Kamis, 27 Oktober 2016

Sejarah Wilayah Serang

Seperti daerah lainnya,  Serang pun memiliki sejarah yang unik. Untuk edisi kali ini, saya mengajak Anda mengenal wilayah pusat pemerintahan provinsi banten pada waktu dulu.

Pemerintah Kabupaten Serang telah menetapkan tanggal 8 Oktober 1926 sebagai hari lahir Kota Serang. Hari di mana pusat pemerintahan Kerajaan Banten dipindahkan dari Banten Girang, tiga kilometer dari Kota Serang, ke daerah pesisir utara yang saat ini dikenal sebagai Banten Lama. 

Kabupaten Serang resmi dibentuk pada tahun 1918, dengan Pangeran Aria Adi Antika sebagai bupati (saat itu disebut regent-red) pertama. Saat itu, Kompeni Belanda di bawah pimpinan Gubernur Vander Capellen mengambil alih kekuasaan Banten dari Sultan Muhammad Rafiudin, dan membagi wilayah menjadi tiga kabupaten, yakni Serang, Lebak, dan Caringin. 

Terlepas dari itu, sejarah Kabupaten Serang tidak bisa dipisahkan dengan sejarah Banten. Sebuah kerajaan Islam sempalan dari Kerajaan Demak dengan Maulana Hasanudin sebagai raja pertama. 
Di bawah pemerintahan Maulana Hasanudin, pelabuhan Banten menjadi bandar besar, tempat persinggahan utama perdagangan antarpulau dan antarnegara. Pesatnya pertumbuhan perdagangan di Banten, juga ditandai dengan adanya tiga pasar di sekitar kota. 

Daerah Karangantu di sebelah timur kota, menjadi pusat transaksi pedagang dari Portugis, Arab, Turki, Cina, Birma, Melayu, Benggala, Gujarat, Malabar, dan Nusantara. Pasar di sebelah Masjid Agung, menjadi pusat jual-beli rempah-rempah, buah-buahan, tekstil, hewan, sayur-mayur, dan berbagai macam senjata. Pasar ketiga berada di daerah pecinan, yang dibuka sepanjang hari hingga malam. Selain sistem barter, Banten juga telah mengenal mata uang, yakni real Banten dan cash china, sebagai alat tukar. 

Perdagangan semakin maju pasca wafatnya Maulana Hasanudin tahun 1570. Maulana Yusuf, pengganti raja pertama, berhasil menjadikan Banten sebagai pusat pergudangan, atau penyimpanan barang untuk didistribusikan ke seluruh nusantara maupun luar negeri.

::::

__Petunjuk Kerja__.
a - Apakah setiap pernyataan berikut sesuai dengan teks tentang sejarah Serang? Jawab ya atau tidak untuk masing-masing, lalu kutip kata-kata penentunya dari teks tersebut tanpa diubah. (i) Kabupaten Serang resmi dibentuk pada tahun 1918. (ii) Pasar di daerah pecinan hanya buka pada siang hari. (iii) Maulana Yusuf adalah raja pertama Kerajaan Banten.
b - Bagaimana kelanjutan teks tentang sejarah Serang? Tuliskan lanjutannya, mulai sesudah kalimat terakhir tentang Maulana Yusuf.

__Data Tersimpan__.
::::

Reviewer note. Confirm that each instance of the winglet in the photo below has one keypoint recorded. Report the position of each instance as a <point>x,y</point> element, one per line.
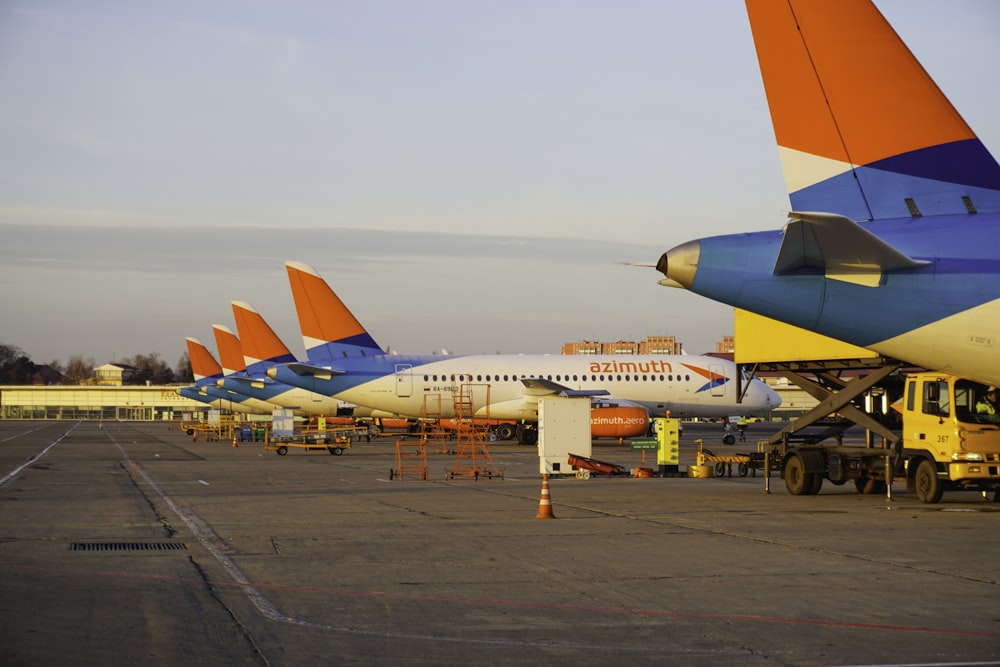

::::

__Daftar Jawaban__.
a -
(i) Ya: "Kabupaten Serang resmi dibentuk pada tahun 1918"
(ii) Tidak: "Pasar ketiga berada di daerah pecinan, yang dibuka sepanjang hari hingga malam."
(iii) Tidak: "Maulana Yusuf, pengganti raja pertama"

b -
Selain perdagangan, Maulana Yusuf juga mengembangkan sektor pertanian. Ia meminta rakyat untuk membuka lahan pertanian baru, sehingga sawah di Banten bertambah luas (melebihi luas wilayah Serang saat ini). Sebagai penunjang, raja juga membuat irigasi dan bendungan-bendungan, dan sebuah danau yang dinamai Tasikardi. 

Sejak saat itu, rakyat Banten hidup tentram, makmur dan sejahtera menikmati kejayaan Kerajaan Banten. Hingga pada masa pemerintahan Sultan Abdul Mufakir Mahmud tahun 1596-1651, rakyat mulai menderita karena maraknya penyelewengan dan perebutan kekuasaan.

Setelah mengalami keterpurukan, Serang berusaha untuk membangun kembali masa keemasan. Pada tahun 1960-an, industrialisasi mulai merambah daerah utara Banten, tak terkecuali Serang. 

Kawasan Serang Timur yang membentang dari Ciruas, Kibin, Cikande, Jawilan, hingga perbatasan Kabupaten Tangerang dan Lebak, menjadi kawasan industri. Badan Pusat Statistik (BPS) Banten mencatat, sedikitnya 177 perusahaan dengan 71.740 tenaga kerja berdiri di Serang.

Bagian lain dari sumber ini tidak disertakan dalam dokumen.